EXCERTO DO DOCUMENTO.
★ ★ ★

As novas moléculas, como os já conhecidos agonistas do recetor GLP-1 ou as versões que atuam em mais recetores em simultâneo, funcionam imitando hormonas que regulam a fome e a saciedade. Além de reduzirem o apetite, tratam diabetes e várias patologias cardíacas, renais, hepáticas ou neurológicas, podendo ainda estimular o aumento de massa magra. Os formatos de administração também deverão tornar-se mais simples, incluindo comprimidos.
Uma revolução, mas ainda distante de resolver a epidemia
Para Paula Freitas, presidente da Sociedade Portuguesa de Endocrinologia, Diabetes e Metabolismo, estes fármacos representam um avanço sem precedentes, mas o fim da epidemia está longe. Recorda que a produção continua complexa e cara, e que “são precisos mais medicamentos e mais baratos”. Atualmente existem cinco fármacos aprovados contra a obesidade em Portugal, três deles agonistas, mas nenhum é comparticipado. Entre 14 e 16 novas moléculas estão em investigação.
Com a perda iminente da patente do primeiro agonista do GLP-1, prevê-se uma descida de preços e um aumento do acesso, alinhado com uma recomendação recente da Organização Mundial da Saúde. Mas a necessidade de utilização prolongada mantém o problema de escala: 60% da população portuguesa tem excesso de peso ou obesidade.
Impacto financeiro no SNS e pressão para comparticipação
A despesa associada à obesidade é elevada. Gil Faria, coordenador dos centros de tratamento da obesidade do Hospital Pedro Hispano e do Grupo Trofa Saúde, lembra que tratar apenas as complicações — e não a doença — tem custos que chegam a 2% ou 3% do PIB. O cirurgião insiste que a obesidade é uma doença do metabolismo e que as novas moléculas derrubam a ideia de que o excesso de peso é falta de esforço pessoal.

★ ★ ★

EXCERTOS DOS REGISTOS.
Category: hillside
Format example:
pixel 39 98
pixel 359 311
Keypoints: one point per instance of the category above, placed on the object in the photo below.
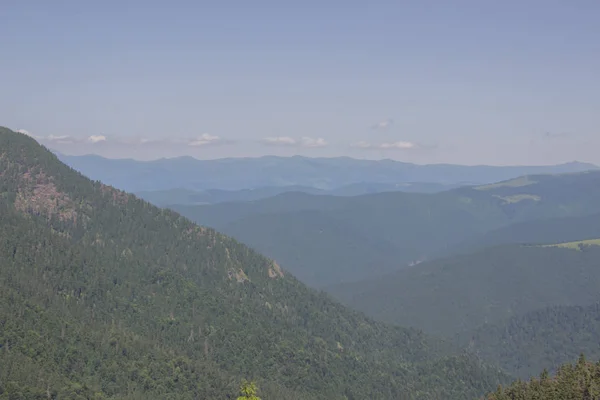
pixel 579 381
pixel 268 171
pixel 539 231
pixel 169 197
pixel 545 338
pixel 460 293
pixel 104 296
pixel 399 228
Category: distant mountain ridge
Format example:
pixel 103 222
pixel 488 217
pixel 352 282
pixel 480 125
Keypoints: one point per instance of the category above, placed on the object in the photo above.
pixel 326 240
pixel 103 295
pixel 272 171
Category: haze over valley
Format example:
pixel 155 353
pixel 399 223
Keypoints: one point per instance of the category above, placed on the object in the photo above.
pixel 308 201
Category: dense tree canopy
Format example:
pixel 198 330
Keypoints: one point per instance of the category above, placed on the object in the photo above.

★ ★ ★

REQUISITOS DO EXERCÍCIO.
No texto sobre os novos fármacos contra a obesidade, quantos fármacos contra a obesidade estão atualmente aprovados em Portugal?

RESPOSTA.
Cinco fármacos.